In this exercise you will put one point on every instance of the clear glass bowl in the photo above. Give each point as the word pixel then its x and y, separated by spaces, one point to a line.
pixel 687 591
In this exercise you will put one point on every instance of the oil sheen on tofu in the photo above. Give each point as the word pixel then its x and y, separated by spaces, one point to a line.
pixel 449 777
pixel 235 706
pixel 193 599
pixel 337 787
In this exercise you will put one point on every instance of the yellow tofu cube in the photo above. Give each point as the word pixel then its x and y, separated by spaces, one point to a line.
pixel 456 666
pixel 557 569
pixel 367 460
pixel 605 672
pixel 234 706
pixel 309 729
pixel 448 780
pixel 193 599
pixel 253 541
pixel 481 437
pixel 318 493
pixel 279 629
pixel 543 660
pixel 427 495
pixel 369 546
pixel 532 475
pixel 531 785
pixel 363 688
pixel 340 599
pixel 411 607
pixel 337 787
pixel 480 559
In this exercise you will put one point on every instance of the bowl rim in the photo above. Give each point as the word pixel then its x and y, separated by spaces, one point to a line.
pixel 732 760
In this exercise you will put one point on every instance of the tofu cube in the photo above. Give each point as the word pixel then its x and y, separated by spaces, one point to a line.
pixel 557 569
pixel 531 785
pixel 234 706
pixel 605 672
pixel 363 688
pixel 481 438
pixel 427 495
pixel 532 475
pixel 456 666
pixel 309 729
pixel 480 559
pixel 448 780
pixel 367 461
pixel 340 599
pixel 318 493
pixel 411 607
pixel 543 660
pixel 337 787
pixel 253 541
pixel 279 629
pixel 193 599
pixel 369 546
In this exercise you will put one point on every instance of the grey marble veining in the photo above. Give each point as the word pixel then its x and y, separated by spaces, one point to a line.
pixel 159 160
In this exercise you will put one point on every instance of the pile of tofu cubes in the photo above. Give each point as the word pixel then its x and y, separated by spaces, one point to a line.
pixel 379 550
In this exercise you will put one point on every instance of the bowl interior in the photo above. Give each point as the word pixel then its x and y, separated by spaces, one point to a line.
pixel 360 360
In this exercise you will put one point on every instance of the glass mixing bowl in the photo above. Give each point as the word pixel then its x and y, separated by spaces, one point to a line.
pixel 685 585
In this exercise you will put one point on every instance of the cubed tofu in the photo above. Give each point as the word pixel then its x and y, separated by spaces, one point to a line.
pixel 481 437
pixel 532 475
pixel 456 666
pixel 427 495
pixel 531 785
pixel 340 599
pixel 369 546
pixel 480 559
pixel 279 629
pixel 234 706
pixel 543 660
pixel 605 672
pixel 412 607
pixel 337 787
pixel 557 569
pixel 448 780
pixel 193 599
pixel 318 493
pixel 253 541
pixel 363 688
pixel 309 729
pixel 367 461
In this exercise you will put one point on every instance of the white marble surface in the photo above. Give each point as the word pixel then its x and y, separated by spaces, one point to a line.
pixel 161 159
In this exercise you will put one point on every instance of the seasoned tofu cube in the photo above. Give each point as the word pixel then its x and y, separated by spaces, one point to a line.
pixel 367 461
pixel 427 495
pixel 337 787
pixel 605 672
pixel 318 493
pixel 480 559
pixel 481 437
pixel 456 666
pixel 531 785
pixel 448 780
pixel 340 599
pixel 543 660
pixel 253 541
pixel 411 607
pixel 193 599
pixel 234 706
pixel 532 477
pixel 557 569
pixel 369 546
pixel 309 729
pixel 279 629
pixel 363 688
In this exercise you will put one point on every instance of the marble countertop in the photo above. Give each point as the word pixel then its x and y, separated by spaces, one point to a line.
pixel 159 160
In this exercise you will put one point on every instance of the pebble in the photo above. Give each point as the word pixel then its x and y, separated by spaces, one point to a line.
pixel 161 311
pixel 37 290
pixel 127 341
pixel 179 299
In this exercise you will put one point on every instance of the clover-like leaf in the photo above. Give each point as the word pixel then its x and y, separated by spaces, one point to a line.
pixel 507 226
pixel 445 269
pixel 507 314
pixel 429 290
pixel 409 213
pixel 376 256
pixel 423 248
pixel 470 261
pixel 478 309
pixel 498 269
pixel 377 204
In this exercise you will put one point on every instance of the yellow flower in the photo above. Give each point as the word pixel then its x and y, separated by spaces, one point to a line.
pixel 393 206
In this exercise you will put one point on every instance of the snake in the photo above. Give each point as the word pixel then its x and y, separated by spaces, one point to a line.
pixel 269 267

☆ ☆ ☆ ☆ ☆

- WHAT TO PRODUCE
Turn the stretch of items above from the line that contains "of the white" through the line that contains "pixel 161 159" into a numbered list, leaving out any blank lines.

- TASK OUTPUT
1. In this exercise you will put one point on every instance of the white marble surface in the photo above. Give each point as the word pixel then its x and y, separated by spaces, one point to a line.
2. pixel 161 159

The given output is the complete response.